WHAT THE EXERCISE ASKS: Extract each line in the records below that contains the string "pavement". Matching is case-sensitive.

[BEGIN RECORD EXCERPTS]

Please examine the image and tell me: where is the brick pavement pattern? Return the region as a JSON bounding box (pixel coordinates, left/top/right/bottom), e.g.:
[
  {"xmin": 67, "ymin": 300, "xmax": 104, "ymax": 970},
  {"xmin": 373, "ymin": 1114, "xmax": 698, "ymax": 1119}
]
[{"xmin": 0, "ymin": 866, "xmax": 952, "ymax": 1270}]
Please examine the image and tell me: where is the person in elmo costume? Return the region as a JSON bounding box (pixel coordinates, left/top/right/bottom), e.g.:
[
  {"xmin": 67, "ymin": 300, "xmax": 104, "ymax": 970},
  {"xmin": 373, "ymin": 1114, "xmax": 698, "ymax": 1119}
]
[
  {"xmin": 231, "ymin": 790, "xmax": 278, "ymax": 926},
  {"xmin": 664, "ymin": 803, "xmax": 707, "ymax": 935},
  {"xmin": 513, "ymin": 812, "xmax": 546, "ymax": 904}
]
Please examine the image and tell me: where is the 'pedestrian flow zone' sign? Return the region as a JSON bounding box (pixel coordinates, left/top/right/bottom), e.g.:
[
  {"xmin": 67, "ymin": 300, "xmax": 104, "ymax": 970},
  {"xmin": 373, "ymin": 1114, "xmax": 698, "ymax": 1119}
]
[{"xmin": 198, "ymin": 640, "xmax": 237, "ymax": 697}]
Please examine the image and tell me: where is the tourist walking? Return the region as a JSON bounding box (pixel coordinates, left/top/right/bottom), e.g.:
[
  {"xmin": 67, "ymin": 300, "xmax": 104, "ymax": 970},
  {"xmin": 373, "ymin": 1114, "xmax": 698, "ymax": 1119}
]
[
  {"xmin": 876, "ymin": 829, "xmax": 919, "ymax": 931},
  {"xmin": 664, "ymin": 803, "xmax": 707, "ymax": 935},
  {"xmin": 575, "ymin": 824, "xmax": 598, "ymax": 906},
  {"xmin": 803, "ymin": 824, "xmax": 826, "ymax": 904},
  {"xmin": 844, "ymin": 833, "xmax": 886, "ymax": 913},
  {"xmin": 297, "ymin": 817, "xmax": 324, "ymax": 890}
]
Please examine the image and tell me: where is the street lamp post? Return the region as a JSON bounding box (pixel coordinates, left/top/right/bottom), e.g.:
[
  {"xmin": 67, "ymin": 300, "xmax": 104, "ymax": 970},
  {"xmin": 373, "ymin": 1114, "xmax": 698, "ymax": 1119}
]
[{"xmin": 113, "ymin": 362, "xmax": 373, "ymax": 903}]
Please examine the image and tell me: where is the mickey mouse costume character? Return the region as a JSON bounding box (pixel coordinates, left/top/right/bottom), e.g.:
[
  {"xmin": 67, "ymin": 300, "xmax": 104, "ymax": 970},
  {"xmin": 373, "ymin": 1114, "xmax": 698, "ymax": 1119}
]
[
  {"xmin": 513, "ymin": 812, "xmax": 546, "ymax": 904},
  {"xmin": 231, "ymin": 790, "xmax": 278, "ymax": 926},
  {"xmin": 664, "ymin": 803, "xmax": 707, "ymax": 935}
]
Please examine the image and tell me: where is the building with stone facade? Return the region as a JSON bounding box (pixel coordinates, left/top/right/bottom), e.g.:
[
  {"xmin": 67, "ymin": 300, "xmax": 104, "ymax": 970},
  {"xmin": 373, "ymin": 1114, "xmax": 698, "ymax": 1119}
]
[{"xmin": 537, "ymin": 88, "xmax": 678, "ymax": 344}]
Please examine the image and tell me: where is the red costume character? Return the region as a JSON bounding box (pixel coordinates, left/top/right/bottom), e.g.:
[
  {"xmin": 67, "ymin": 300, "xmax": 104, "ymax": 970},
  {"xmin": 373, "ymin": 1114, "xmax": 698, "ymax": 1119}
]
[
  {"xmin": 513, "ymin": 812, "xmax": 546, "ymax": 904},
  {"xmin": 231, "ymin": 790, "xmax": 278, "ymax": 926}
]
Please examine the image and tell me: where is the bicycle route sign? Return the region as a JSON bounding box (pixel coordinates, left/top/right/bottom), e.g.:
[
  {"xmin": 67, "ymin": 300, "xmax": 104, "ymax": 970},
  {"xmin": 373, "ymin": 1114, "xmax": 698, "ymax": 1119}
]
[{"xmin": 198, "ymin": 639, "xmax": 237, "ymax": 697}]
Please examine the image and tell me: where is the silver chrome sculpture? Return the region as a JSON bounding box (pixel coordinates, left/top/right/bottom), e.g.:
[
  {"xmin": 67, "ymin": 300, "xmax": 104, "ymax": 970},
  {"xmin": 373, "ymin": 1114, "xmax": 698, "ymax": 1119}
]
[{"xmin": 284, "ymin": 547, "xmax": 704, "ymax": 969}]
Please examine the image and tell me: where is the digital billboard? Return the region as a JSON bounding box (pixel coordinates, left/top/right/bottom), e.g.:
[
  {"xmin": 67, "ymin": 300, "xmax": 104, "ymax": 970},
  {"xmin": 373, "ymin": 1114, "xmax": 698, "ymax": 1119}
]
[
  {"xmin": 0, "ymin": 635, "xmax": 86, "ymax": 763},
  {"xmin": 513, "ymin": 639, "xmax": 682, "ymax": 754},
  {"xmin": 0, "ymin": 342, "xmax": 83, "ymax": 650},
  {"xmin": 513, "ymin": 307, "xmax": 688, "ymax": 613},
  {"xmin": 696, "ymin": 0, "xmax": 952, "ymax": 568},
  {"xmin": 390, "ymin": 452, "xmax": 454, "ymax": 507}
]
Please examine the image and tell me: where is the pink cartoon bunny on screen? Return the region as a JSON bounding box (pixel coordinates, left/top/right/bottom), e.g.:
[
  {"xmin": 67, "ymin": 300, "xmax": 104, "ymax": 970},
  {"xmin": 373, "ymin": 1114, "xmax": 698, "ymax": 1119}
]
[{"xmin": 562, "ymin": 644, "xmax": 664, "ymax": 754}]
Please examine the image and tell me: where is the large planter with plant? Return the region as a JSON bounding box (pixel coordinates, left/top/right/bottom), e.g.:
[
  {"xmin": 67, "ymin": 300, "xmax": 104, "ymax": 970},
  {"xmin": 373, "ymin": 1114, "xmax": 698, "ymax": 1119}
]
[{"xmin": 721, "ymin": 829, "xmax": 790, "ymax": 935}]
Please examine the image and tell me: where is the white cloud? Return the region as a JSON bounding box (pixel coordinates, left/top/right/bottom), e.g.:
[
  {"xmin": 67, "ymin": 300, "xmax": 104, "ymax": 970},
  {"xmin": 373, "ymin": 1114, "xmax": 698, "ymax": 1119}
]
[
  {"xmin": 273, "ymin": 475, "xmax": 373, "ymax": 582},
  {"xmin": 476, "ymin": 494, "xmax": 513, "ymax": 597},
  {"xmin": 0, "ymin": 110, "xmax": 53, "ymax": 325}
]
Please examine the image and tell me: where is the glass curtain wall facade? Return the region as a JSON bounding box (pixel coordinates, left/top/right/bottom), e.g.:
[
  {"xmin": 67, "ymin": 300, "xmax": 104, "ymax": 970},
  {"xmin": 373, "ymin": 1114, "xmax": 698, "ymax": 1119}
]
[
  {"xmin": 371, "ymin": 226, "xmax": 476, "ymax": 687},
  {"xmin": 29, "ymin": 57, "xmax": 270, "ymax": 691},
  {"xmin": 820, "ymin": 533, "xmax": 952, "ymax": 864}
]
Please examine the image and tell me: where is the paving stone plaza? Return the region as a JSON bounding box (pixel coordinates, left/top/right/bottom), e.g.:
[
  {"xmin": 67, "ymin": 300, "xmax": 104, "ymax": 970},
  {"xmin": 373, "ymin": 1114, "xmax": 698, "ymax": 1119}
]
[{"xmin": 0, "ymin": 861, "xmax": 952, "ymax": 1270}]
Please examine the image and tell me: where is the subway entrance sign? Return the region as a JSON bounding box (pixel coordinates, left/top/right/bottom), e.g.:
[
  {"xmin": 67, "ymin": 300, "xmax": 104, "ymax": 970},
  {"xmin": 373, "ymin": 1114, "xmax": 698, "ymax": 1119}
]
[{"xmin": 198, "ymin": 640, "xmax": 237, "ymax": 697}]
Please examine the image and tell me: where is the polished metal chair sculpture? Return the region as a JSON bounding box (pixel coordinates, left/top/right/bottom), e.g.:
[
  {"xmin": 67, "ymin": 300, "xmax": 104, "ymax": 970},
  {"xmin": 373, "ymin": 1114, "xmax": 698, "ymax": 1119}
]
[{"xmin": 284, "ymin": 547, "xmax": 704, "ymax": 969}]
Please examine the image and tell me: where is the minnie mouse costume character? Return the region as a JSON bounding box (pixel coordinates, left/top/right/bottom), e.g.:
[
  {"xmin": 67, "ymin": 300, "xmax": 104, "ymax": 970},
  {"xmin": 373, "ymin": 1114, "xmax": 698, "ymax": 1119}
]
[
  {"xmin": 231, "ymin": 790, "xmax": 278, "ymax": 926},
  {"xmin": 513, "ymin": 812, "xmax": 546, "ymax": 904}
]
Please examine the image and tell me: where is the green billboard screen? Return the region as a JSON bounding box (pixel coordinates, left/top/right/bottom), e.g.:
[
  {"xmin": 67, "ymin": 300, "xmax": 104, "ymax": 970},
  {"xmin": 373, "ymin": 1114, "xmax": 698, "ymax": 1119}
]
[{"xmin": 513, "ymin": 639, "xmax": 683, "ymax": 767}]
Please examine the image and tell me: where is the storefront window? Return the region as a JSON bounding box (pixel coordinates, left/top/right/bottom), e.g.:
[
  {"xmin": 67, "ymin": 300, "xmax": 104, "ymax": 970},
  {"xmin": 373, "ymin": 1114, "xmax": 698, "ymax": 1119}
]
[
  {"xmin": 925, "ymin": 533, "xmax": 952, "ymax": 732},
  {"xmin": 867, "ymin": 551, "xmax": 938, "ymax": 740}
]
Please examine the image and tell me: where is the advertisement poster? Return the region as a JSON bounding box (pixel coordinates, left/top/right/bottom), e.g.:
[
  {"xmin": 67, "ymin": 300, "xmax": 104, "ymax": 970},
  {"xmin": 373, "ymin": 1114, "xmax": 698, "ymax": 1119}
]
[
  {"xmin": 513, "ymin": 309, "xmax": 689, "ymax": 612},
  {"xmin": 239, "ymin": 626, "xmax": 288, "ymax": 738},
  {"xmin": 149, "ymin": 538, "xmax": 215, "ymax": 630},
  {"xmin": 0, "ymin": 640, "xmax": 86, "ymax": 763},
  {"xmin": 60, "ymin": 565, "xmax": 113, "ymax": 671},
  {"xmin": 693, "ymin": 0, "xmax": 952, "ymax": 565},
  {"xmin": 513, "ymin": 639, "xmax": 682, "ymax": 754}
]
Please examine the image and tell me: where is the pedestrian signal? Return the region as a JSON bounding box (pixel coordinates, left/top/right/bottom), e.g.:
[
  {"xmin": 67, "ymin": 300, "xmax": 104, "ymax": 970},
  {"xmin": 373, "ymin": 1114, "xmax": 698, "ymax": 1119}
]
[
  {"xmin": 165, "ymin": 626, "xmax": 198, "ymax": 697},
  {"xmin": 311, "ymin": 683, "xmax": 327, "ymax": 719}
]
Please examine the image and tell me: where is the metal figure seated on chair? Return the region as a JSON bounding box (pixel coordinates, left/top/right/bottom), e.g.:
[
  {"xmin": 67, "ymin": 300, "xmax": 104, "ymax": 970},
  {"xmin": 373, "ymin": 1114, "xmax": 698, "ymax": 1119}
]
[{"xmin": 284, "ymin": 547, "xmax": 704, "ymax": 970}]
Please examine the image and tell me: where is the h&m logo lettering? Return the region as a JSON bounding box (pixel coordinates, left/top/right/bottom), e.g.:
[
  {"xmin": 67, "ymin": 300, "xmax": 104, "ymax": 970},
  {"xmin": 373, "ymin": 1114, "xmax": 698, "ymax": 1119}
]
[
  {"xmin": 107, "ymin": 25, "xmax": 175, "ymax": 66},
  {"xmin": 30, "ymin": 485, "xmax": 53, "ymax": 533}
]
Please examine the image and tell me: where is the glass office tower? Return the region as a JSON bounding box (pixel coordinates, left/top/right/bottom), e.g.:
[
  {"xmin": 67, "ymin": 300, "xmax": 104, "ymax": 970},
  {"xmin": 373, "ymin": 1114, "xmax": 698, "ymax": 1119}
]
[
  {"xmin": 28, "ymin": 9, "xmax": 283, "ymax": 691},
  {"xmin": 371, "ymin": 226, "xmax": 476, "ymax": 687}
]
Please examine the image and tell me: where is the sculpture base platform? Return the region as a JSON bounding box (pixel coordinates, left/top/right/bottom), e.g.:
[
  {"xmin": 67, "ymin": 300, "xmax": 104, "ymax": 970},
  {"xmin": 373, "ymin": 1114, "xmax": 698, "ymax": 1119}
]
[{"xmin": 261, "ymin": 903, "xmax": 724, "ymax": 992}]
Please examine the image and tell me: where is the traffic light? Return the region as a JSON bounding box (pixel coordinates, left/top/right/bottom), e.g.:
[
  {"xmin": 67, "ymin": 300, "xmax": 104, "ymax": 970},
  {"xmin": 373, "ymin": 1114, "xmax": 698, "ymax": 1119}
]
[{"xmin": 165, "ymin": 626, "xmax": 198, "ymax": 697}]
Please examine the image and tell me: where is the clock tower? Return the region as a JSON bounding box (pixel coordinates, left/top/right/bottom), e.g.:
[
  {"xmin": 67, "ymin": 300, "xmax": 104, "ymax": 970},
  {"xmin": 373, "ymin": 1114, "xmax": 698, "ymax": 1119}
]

[END RECORD EXCERPTS]

CORRECT ANSWER:
Please examine the image and tell me: where is the brick pavement pattern? Return the region as a JSON bounding box (pixel coordinates, left/top/right/bottom), e.g.:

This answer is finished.